Page extract:
LOOK at more of Fish's work from the DC Moore Gallery, which represents her (this is also where the blurb above comes from)

READ this: Artist Profile: Janet Fish (as you read, make special note of the many connections between Fish and other artists we have discussed).
​

WATCH this:

AFTER CAREFULLY REVIEWING THE RESOURCES ASSIGNED ABOVE: Answer the following questions completely and with specificity to the provided resources, notes taken, personal reflection, and additional research as needed. Make sure to consider how this information is relevant to your current work and practice.
​
1. The paintings of Fish and Cézanne are different  -  and they lived and worked at very different times in history. Still, they share similarities. Explain using points from the reading to support your answer.
2. Her work has been described as "photorealist" but she disagrees with this assertion. Explain using points from the reading to support your answer.​
3. The assigned reading, video, and gallery link provided many more topics than those addressed in questions #1 and #2​. Take this opportunity to explain what you found to be of particular interest.

#5 Giorgio Morandi (1890 - 1964)

10/10/2018

 
Picture
Still Life
1955
12” x 16”
National Gallery of Art, Washington D.C.

READ THIS article (and study the pictures) to get to know Giorgio Morandi and his fascination with still life. Think about HIS explorations with THIS subject as you think about what YOU want to make art about....

New article:  https://mobile.nytimes.com/2008/09/19/arts/design/19mora.html?

Watch this short video - it's an old exhibit but the info. and images are still relevant.

AFTER CAREFULLY REVIEWING THE RESOURCES ASSIGNED ABOVE: Answer the following questions completely and with specificity to the provided resources, notes taken, personal reflection, and additional research as needed. Make sure to consider how this information is relevant to your current work and practice.
​
1. Look carefully and thoughtfully at Morandi's work. What words or phrases come to mind? What feeling do you get from the composition, colors, and the work in general?
2. List the artists who inspired Morandi.  What did he take from these artists, in order to finally develop his own style?
3. He called himself a "monk" and others agreed with this nickname, also calling him a "zen master"....why?

CURIOUS? Here's more:
Morandi @ MoMA
Morandi @ TATE

#4 Pablo Picasso (1881 - 1973)

10/9/2018

 
Picture




Still Life with Chair Caning
1912
Oil and oilcloth on canvas, with rope frame
10 5/8 x 13 3/4 in. (27 x 35 cm.)
Musée Picasso, Paris

WATCH THESE VIDEOS and take good notes: 

AFTER CAREFULLY REVIEWING THE RESOURCES ASSIGNED ABOVE: Answer the following questions completely and with specificity to the provided resources, notes taken, personal reflection, and additional research as needed. Make sure to consider how this information is relevant to your current work and practice.

Recorded data:
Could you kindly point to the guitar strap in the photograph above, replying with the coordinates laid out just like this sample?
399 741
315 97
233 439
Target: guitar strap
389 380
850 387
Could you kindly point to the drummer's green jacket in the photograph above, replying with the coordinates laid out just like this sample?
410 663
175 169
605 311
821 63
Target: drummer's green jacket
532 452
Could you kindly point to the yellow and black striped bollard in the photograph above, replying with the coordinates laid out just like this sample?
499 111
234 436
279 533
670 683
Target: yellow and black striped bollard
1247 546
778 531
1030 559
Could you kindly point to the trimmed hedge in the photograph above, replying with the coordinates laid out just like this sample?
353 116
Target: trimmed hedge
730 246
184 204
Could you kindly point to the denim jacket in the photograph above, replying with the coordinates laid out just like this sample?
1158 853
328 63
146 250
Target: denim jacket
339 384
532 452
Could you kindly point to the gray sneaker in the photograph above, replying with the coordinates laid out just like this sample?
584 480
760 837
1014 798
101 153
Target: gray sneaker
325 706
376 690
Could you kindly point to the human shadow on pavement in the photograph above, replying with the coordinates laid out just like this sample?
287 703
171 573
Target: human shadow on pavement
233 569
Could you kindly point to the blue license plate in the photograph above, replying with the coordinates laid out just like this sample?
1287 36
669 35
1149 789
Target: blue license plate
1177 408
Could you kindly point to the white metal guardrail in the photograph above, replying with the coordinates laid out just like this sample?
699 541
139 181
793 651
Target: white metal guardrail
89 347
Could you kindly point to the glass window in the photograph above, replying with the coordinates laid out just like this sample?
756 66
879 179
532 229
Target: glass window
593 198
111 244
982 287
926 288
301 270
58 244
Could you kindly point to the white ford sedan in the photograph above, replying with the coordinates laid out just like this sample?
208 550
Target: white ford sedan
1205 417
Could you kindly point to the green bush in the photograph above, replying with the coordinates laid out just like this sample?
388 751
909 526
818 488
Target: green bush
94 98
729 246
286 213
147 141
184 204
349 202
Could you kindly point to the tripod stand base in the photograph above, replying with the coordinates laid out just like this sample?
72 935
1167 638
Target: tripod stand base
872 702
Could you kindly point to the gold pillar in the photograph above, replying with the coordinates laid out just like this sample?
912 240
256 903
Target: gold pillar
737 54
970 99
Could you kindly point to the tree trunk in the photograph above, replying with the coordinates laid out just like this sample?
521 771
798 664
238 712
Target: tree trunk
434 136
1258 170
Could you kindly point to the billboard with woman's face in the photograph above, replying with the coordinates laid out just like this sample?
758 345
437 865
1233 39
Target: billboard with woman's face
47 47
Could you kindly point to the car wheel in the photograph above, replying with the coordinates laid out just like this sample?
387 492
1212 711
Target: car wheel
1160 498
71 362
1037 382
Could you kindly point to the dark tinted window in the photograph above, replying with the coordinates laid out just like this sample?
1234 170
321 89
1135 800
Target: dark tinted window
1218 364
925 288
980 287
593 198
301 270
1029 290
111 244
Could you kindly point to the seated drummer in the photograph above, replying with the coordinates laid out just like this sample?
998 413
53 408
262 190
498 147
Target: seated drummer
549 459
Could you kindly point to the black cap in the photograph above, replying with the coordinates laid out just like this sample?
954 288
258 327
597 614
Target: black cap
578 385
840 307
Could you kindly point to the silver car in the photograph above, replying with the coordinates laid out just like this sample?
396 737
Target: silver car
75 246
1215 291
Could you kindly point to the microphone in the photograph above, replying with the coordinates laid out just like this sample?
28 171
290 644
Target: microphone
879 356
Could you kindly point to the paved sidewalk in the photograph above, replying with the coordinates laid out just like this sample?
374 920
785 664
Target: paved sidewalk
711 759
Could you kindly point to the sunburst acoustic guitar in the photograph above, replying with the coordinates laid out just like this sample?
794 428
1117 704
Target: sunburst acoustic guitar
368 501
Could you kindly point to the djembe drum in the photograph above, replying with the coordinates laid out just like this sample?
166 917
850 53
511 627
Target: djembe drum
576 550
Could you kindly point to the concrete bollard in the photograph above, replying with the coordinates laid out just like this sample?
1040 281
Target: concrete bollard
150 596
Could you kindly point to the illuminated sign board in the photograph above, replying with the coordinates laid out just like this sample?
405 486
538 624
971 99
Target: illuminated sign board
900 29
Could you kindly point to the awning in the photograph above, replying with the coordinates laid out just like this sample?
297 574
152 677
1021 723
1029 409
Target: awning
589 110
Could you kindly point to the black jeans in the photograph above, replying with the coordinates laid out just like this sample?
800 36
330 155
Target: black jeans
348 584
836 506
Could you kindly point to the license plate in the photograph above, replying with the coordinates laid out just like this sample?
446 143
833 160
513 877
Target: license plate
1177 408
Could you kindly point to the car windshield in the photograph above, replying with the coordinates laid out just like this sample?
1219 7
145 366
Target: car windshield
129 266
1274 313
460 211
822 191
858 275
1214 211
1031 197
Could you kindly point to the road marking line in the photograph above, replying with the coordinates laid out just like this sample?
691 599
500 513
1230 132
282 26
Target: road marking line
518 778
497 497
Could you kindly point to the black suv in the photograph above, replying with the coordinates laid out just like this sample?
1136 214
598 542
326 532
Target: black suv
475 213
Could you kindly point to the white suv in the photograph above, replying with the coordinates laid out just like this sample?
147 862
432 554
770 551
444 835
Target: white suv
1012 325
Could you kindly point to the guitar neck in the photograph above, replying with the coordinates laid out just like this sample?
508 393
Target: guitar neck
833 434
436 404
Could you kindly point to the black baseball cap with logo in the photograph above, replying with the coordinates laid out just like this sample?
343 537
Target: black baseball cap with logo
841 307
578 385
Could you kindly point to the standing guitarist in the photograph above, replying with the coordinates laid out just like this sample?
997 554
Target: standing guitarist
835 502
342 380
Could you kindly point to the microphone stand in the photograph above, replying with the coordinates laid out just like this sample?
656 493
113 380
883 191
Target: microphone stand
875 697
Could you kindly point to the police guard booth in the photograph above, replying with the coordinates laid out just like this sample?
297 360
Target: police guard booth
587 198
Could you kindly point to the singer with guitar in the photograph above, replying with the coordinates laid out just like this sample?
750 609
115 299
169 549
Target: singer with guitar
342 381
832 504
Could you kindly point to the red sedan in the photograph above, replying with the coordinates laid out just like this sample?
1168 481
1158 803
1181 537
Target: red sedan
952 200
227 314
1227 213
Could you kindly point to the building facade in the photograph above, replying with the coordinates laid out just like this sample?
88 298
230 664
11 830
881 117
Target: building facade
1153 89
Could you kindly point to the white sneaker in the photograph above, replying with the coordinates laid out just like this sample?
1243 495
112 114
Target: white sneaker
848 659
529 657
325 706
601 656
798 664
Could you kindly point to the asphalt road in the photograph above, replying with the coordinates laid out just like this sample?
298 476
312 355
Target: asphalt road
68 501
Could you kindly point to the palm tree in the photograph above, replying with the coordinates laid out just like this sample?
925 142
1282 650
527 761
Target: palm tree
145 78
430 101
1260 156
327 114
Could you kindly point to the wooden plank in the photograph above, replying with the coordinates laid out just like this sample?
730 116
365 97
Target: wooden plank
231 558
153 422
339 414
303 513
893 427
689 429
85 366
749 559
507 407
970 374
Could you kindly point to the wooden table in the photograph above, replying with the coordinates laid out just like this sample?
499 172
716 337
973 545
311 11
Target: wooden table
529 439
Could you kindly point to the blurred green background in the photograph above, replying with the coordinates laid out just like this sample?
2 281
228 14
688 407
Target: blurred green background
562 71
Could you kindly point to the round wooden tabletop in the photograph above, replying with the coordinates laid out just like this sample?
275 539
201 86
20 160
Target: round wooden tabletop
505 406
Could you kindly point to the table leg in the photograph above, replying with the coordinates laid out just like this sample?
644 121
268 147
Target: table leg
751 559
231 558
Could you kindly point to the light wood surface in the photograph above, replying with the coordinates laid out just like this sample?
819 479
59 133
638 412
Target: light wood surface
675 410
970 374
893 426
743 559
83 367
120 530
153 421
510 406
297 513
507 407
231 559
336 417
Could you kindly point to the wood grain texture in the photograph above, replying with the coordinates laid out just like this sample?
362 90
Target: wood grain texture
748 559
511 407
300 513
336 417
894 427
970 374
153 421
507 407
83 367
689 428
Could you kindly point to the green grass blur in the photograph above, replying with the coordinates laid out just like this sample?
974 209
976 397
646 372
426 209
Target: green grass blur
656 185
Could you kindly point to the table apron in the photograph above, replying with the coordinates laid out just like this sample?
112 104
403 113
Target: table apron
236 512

Exercises to complete:
1 - According to the assignment page, which collection holds Picasso's Still Life with Chair Caning?
2 - Identify each line of the records that contains the word "seated".
The assignment page and the records are separate, unrelated material.

Worked answers:
1 - Musée Picasso, Paris

2 -
Could you kindly point to the seated drummer in the photograph above, replying with the coordinates laid out just like this sample?
Target: seated drummer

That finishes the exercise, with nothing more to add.